With the development of our methodology, we were able to gain insight into whether the radial growth of muscle fibers that occurs in response to an increase in mechanical loading is mediated by myofibril hypertrophy and/or myofibrillogenesis. This is a foundationally important question in the field of skeletal muscle growth and therefore we addressed it with two model systems. As expected, both models induced significant radial growth of the SERCA1 positive muscle fibers. However, a significant increase in myofibril CSA (i.e., myofibril hypertrophy) was not consistently observed (Figs. 5-6), and no significant correlation between the magnitude of the radial growth of the fibers and myofibril hypertrophy was detected in any of the fiber types that we examined (Sup Fig. 2). At face value, these results could be viewed as evidence that myofibril hypertrophy does not play a major role in the radial growth response. However, it is important to consider that the results were obtained from muscles in which the radial growth response was already well advanced. This is important because, according to Goldspink’s model of myofibril splitting [21-24], myofibril hypertrophy would only be detected during the early stages of the radial growth response (i.e., before the induction of myofibril splitting which would lead to a reduction in the CSA of the involved myofibrils). Thus, to further address the role of myofibril hypertrophy, future studies should obtain data from muscles that are going through various stages of the radial growth response (i.e., a time course). With the use of FIM-ID, the pursuit of such studies would be a feasible endeavor and the resulting data would not only help to resolve whether myofibril hypertrophy contributes to the radial growth response, but it would also provide insight into whether myofibril hypertrophy precedes the onset of myofibrillogenesis as predicted by the myofibril splitting model.

TASK REQUIREMENTS
Condense the paragraph of the muscle fiber growth text that begins "With the development of our methodology" into a short bulleted list that keeps its main facts.

GIVEN ENTRIES
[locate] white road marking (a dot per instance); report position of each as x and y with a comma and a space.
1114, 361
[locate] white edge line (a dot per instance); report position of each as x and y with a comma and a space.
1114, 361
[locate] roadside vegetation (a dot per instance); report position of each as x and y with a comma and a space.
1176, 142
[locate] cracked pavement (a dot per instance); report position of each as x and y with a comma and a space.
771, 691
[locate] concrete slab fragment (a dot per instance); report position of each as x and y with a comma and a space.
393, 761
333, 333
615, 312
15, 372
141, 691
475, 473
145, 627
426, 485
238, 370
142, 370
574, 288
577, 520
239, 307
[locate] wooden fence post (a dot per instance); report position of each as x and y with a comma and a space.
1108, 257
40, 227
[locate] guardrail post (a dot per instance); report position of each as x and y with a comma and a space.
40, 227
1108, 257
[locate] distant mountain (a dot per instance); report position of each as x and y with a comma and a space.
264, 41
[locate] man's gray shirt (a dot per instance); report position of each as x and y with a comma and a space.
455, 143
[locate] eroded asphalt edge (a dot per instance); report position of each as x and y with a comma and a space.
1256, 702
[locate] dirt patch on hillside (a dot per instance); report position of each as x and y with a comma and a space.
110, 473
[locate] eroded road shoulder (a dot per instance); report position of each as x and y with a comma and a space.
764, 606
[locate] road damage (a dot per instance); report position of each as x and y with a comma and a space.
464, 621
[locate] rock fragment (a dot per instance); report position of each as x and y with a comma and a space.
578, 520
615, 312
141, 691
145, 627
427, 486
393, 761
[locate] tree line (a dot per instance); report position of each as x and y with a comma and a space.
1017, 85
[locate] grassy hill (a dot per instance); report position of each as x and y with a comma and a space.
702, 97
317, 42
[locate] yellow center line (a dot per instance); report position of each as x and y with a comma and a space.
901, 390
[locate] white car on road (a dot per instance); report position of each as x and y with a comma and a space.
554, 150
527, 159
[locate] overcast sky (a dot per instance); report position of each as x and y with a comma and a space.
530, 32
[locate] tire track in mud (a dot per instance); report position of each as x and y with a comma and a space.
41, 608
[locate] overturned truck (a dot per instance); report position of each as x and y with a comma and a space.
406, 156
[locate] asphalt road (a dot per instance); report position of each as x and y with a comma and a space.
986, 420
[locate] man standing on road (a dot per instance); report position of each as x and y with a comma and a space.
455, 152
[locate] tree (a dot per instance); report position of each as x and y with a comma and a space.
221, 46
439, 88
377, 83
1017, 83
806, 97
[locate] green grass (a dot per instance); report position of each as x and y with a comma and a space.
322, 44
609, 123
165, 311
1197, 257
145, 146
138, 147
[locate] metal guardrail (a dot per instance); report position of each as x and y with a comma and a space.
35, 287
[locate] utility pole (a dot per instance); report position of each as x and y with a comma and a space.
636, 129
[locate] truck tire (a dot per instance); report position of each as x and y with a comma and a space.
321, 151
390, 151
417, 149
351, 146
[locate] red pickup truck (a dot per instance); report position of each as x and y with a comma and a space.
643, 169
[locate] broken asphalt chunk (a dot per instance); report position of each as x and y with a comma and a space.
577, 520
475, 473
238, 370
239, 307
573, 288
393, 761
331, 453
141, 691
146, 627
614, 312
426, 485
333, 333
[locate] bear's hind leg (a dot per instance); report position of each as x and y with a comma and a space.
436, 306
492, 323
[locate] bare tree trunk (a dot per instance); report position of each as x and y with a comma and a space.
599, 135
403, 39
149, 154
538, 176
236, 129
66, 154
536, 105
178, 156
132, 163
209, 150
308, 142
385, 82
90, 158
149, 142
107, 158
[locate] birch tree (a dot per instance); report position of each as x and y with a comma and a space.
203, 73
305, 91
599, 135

YOUR SOLUTION
- The question was whether the radial growth of muscle fibers under increased mechanical loading comes from myofibril hypertrophy and/or myofibrillogenesis. Because this is a foundational question, two model systems were used.
- Both models produced significant radial growth of SERCA1 positive fibers.
- A significant increase in myofibril CSA (myofibril hypertrophy) was not consistently seen. No significant correlation between fiber radial growth and myofibril hypertrophy appeared in any fiber type examined.
- This might suggest that myofibril hypertrophy plays no major role. However, the muscles were sampled when radial growth was already well advanced.
- Under Goldspink's myofibril splitting model, hypertrophy would be detectable only early, before splitting reduces the CSA of the myofibrils involved.
- Future studies should follow muscles through various stages of radial growth as a time course. FIM-ID makes this feasible.
- Such data could show whether myofibril hypertrophy contributes to radial growth. They could also show whether it precedes myofibrillogenesis, as the splitting model predicts.